→ **Vorliegender Text**
<<<<

DEN HAAG. Wegen mutmaßlicher Kriegsverbrechen im Gazastreifen hat der Internationale Strafgerichtshof in Den Haag Haftbefehl gegen den israelischen Regierungschef Benjamin Netanjahu erlassen. Die Richter entsprachen damit einem Antrag von Chefankläger Karim Khan. Auch gegen Israels früheren Verteidigungsminister Joav Galant und einen Anführer der Terrororganisation Hamas, Mohammad Diab Ibrahim Al-Masri, ergingen internationale Haftbefehle. Fragen und Antworten zur Bedeutung dieser Entscheidung.
?Was ist der Internationale Strafgerichtshof?
Der Internationale Strafgerichtshof (IStGH) mit Sitz in Den Haag verfolgt Verdächtige wegen Kriegsverbrechen, Verbrechen gegen die Menschlichkeit, Völkermord und Aggressions-Krieg. Dazu gehören gerade auch politisch und militärisch Verantwortliche. Auch Staats- und Regierungschefs können sich nicht auf Immunität berufen. Der IStGH ist kein Gericht der Vereinten Nationen, sondern beruht auf einem Grundlagenvertrag, dem Römischen Statut.
?Darf das Gericht überall ermitteln?
Das Weltstrafgericht darf im Prinzip nur Verbrechen verfolgen, die auf dem Gebiet seiner Mitgliedstaaten verübt wurden, also derjenigen, die den Grundlagenvertrag ratifiziert haben. Zu den 124 Mitgliedstaaten gehören zum Beispiel alle EU-Länder.

>>>>

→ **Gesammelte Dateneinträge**
<<<<

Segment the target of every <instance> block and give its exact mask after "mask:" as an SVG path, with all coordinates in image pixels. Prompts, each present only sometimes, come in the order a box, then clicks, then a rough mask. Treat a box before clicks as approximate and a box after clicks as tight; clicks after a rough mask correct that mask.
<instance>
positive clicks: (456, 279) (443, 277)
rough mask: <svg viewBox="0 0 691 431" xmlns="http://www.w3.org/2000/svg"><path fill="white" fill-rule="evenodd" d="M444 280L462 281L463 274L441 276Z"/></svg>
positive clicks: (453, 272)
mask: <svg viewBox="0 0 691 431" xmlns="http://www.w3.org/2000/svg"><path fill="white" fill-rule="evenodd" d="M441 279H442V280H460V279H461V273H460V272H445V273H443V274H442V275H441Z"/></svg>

>>>>

→ **Aufgaben dieser Übung**
[1] Prüfen Sie, ob die folgenden Aussagen mit dem Text über den Haftbefehl gegen Netanjahu übereinstimmen, und antworten Sie jeweils mit Ja oder Nein samt den entscheidenden Worten des Textes als wörtlichem Zitat: (a) Der IStGH ist ein Gericht der Vereinten Nationen. (b) Alle EU-Länder zählen zu den Mitgliedstaaten des Gerichts. (c) Staats- und Regierungschefs können sich vor dem IStGH auf Immunität berufen.
[2] Geben Sie den Abschnitt aus dem Text über den Haftbefehl gegen Netanjahu erneut wieder, beginnend bei „Der Internationale Strafgerichtshof (IStGH)“ und endend bei „Beispiel alle EU-Länder.“, und tauschen Sie dabei „Weltstrafgericht“ gegen „Haager Gericht“ aus.
[3] Schreiben Sie den Text über den Haftbefehl gegen Netanjahu weiter, beginnend nach seinem letzten Satz.

→ **Übersicht der Antworten**
[1]
(a) Nein: „Der IStGH ist kein Gericht der Vereinten Nationen, sondern beruht auf einem Grundlagenvertrag, dem Römischen Statut.“
(b) Ja: „Zu den 124 Mitgliedstaaten gehören zum Beispiel alle EU-Länder.“
(c) Nein: „Auch Staats- und Regierungschefs können sich nicht auf Immunität berufen.“

[2]
Der Internationale Strafgerichtshof (IStGH) mit Sitz in Den Haag verfolgt Verdächtige wegen Kriegsverbrechen, Verbrechen gegen die Menschlichkeit, Völkermord und Aggressions-Krieg. Dazu gehören gerade auch politisch und militärisch Verantwortliche. Auch Staats- und Regierungschefs können sich nicht auf Immunität berufen. Der IStGH ist kein Gericht der Vereinten Nationen, sondern beruht auf einem Grundlagenvertrag, dem Römischen Statut.
?Darf das Gericht überall ermitteln?
Das Haager Gericht darf im Prinzip nur Verbrechen verfolgen, die auf dem Gebiet seiner Mitgliedstaaten verübt wurden, also derjenigen, die den Grundlagenvertrag ratifiziert haben. Zu den 124 Mitgliedstaaten gehören zum Beispiel alle EU-Länder.

[3]
?Ist Israel Vertragsstaat des Gerichts?
Nein. Israel lehnt es ab, dass seine Staatsbürger vor das internationale Gericht gebracht werden könnten. Aus demselben Grund haben auch die USA den Grundlagenvertrag nie ratifiziert. Russland und China sind ebenfalls keine Vertragsstaaten.
?Darf der Chefankläger zu Verbrechen im Gaza-Krieg ermitteln?
Ja, das darf er. Palästina ist Vertragsstaat und hat ausdrücklich erklärt, dass das Gericht auch in seinen Gebieten befugt ist, mögliche Verbrecher zu verfolgen. Die Richter hatten bereits vor einigen Jahren festgestellt, dass der Chefankläger ermitteln darf und Verdächtige für mögliche Verbrechen, die auf palästinensischem Gebiet begangen wurden, vor das Gericht gebracht werden dürfen.
?Was bedeutet der Haftbefehl für das Ansehen Israels?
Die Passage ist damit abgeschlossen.